Management of HIV through Health Preserving Life Styles
The VACS Index Predicts Mortality In A Young, Healthy HIV Population Starting Highly Active Antiretroviral Therapy
Bebu, Ionut PhD; Tate, Janet ScD; Rimland, David MD; Mesner, Octavio MS; Macalino, Grace E. PhD; Ganesan, Anuradha MD; Okulicz, Jason F. MD; Bavaro, Mary MD; Weintrob, Amy C. MD; Justice, Amy C. MD, PhD; Agan, Brian K. MD; the Infectious Disease Clinical Research Program HIV Working Group
Published Ahead-of-Print
Background: The Veterans Aging Cohort Study (VACS) Index is a weighted combination of age and eight clinical variables. It has been well correlated with all-cause mortality among HIV- infected patients. The U.S. Military HIV Natural History Study (NHS) cohort provides a different validation population profile, being younger and healthier. A significant portion of the US HIV population is similarly composed, so evaluation of the VACS Index in this population is of great interest.
Methods: NHS subjects have medical history and laboratory data collected at six month visits. We performed an external validation of the VACS Index in the NHS evaluating correlation, discrimination, and calibration for all-cause mortality following HAART initiation (HI). We then tested whether combining longitudinal VACS Index values at different time points improves prediction of mortality.
Results: The VACS Index at one year after HI was well correlated with all-cause mortality (Harrell's c-statistic 0.78), provided good discrimination (log-rank p <0.05), and was marginally well calibrated using Brier score. Accounting for VACS Index at HI and 6 months after HI significantly improved a standard model including only the VACS Index at 1 year after HI (Net Reclassification Improvement=25.2%, 10.9-48.9% 95% CI).
Conclusions: The VACS Index was well correlated and provided good discrimination with respect to all-cause mortality among HAART initiating subjects in the NHS. Moderate overprediction of mortality in this young, healthy population suggests minor recalibration could improve fit among similar patients. Considering VACS Index at HI and 6 months improved outcome prediction and allowed earlier risk assessment.

Phrase grounding data
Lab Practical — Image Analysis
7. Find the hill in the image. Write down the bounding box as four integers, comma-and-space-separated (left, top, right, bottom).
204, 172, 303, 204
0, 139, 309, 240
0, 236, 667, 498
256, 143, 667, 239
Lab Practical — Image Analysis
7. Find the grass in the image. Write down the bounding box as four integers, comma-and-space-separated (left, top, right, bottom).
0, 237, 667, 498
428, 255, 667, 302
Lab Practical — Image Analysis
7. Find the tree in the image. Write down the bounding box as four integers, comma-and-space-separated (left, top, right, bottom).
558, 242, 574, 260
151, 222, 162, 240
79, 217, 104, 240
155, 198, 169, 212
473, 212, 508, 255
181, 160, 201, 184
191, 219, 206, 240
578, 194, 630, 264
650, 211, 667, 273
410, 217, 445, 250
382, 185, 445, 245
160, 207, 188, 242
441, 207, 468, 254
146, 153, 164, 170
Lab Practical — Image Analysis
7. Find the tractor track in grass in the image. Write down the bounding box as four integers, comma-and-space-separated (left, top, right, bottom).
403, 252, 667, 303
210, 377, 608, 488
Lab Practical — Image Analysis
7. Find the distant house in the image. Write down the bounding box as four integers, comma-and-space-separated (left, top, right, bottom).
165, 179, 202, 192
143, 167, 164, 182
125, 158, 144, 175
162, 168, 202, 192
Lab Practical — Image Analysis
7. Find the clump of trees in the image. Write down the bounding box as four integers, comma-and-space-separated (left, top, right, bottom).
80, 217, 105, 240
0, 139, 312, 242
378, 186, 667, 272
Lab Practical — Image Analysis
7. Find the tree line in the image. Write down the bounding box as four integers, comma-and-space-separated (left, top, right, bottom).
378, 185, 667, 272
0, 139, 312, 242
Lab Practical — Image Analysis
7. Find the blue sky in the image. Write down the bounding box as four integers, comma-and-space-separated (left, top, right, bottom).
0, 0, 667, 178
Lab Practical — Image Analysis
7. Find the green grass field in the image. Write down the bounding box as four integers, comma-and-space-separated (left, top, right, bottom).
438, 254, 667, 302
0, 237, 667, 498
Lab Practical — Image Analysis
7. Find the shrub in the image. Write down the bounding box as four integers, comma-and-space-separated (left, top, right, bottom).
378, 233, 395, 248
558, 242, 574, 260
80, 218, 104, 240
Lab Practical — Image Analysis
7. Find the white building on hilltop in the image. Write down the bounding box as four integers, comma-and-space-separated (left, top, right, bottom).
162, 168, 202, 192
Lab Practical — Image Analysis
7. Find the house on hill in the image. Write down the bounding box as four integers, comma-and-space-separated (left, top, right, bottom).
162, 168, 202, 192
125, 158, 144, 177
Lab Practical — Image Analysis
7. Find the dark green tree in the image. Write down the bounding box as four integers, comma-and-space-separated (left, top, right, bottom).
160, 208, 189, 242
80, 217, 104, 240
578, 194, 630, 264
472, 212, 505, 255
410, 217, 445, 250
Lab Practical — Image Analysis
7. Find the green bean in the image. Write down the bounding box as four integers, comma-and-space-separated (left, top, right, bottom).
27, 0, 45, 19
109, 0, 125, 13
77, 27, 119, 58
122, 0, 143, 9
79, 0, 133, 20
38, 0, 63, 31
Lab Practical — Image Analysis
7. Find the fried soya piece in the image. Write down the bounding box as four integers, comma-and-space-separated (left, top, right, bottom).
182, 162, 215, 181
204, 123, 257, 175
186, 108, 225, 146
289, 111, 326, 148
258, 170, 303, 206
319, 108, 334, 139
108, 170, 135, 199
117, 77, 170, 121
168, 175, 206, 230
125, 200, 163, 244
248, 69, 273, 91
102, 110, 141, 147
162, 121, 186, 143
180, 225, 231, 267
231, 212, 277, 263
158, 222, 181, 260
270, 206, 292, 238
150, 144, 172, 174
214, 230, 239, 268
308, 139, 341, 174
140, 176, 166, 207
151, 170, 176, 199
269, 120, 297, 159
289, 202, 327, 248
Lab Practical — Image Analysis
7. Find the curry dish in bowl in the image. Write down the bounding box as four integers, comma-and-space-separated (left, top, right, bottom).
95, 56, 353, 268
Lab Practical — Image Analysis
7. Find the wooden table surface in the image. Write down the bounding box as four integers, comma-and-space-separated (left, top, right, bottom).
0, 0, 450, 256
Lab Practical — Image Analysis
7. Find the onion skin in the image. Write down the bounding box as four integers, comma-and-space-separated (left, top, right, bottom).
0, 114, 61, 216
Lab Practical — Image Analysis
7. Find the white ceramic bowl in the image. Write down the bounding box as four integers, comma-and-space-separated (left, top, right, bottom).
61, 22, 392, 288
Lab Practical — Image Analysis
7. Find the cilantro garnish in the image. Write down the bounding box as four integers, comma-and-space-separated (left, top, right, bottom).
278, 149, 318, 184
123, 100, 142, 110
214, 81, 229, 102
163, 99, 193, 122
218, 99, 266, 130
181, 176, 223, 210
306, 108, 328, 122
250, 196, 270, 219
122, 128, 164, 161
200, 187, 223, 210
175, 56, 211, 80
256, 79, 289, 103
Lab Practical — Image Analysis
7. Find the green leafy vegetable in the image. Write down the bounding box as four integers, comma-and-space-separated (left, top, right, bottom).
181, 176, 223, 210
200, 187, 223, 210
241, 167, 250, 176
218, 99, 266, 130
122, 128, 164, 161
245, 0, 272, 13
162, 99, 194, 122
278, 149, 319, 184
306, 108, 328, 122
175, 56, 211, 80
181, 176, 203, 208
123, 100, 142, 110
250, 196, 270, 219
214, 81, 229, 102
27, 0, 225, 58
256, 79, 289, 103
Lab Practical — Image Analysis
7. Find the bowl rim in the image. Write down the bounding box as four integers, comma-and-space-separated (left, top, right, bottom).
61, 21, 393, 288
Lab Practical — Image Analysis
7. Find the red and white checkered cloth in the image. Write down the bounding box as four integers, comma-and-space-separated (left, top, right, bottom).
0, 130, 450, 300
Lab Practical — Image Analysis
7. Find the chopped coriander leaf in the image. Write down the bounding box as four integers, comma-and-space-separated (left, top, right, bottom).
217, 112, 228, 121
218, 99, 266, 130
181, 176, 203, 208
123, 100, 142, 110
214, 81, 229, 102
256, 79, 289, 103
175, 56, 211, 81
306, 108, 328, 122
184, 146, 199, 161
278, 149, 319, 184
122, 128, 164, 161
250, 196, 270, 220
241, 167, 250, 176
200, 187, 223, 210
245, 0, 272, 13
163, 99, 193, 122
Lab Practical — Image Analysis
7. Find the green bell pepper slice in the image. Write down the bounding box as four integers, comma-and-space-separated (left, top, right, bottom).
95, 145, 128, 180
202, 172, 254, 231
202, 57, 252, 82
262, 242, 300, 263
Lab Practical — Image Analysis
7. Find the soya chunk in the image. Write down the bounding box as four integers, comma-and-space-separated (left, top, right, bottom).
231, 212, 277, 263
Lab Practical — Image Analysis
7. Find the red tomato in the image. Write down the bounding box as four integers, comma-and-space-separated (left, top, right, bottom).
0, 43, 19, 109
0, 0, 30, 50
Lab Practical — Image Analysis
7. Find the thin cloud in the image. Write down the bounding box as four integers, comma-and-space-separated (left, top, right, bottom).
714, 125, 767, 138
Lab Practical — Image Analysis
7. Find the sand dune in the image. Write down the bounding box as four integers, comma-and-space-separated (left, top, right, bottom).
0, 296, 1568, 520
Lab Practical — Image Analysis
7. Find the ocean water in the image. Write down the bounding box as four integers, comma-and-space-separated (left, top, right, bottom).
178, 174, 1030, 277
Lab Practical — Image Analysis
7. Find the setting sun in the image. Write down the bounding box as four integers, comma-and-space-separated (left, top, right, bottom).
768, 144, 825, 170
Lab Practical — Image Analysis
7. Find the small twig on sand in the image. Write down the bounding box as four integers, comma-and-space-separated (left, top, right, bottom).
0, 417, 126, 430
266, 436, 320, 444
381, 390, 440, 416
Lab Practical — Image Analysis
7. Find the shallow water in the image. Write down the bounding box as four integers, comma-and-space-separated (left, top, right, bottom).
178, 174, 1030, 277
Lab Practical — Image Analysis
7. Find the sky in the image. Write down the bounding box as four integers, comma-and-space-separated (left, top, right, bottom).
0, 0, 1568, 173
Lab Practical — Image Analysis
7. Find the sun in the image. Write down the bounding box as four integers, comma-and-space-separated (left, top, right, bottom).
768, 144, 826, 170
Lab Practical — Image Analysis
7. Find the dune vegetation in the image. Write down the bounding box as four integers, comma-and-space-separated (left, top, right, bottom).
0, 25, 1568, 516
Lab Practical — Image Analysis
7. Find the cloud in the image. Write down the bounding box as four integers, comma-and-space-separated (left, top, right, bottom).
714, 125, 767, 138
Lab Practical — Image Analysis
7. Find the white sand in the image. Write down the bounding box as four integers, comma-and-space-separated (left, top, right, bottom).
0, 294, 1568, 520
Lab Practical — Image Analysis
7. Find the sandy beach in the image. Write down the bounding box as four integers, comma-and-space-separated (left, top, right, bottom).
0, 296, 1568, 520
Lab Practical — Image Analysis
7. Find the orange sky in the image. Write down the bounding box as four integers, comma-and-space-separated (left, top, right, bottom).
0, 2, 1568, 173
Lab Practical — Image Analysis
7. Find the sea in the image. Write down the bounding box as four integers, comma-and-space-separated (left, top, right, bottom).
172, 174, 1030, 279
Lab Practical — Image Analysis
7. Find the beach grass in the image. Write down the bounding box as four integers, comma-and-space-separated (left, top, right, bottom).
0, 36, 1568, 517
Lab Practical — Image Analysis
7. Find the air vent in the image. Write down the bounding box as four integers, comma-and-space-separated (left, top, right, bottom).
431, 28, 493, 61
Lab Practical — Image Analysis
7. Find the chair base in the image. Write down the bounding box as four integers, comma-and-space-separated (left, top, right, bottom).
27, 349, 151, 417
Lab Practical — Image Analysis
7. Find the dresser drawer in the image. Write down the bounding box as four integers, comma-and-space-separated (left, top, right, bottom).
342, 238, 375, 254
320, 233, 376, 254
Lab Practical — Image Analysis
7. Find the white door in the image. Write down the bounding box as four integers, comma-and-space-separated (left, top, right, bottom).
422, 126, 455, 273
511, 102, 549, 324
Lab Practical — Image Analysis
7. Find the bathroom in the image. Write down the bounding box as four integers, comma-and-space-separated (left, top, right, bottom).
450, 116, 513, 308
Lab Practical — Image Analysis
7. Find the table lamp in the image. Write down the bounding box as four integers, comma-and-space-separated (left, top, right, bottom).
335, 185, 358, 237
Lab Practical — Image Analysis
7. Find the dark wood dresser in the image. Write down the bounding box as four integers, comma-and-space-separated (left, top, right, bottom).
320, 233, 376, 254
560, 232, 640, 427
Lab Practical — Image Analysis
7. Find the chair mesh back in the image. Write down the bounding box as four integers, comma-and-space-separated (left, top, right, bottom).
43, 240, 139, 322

● REQUIRED WORK
**A)** Output the VACS Index abstract from "Methods: NHS subjects" up to and including "10.9-48.9% 95% CI).".
**B)** Using the VACS Index abstract, answer these questions:
(i) Along with age, how many clinical variables make up the VACS Index?
(ii) At what interval are medical history and laboratory data collected from NHS subjects?
(iii) What Harrell's c-statistic did the VACS Index at one year after HI reach?
These entries are drawn from a separate source.

● RESPONSES BY TASK
**A)**
Methods: NHS subjects have medical history and laboratory data collected at six month visits. We performed an external validation of the VACS Index in the NHS evaluating correlation, discrimination, and calibration for all-cause mortality following HAART initiation (HI). We then tested whether combining longitudinal VACS Index values at different time points improves prediction of mortality.
Results: The VACS Index at one year after HI was well correlated with all-cause mortality (Harrell's c-statistic 0.78), provided good discrimination (log-rank p <0.05), and was marginally well calibrated using Brier score. Accounting for VACS Index at HI and 6 months after HI significantly improved a standard model including only the VACS Index at 1 year after HI (Net Reclassification Improvement=25.2%, 10.9-48.9% 95% CI).

**B)**
(i) Eight.
(ii) At six month visits.
(iii) 0.78.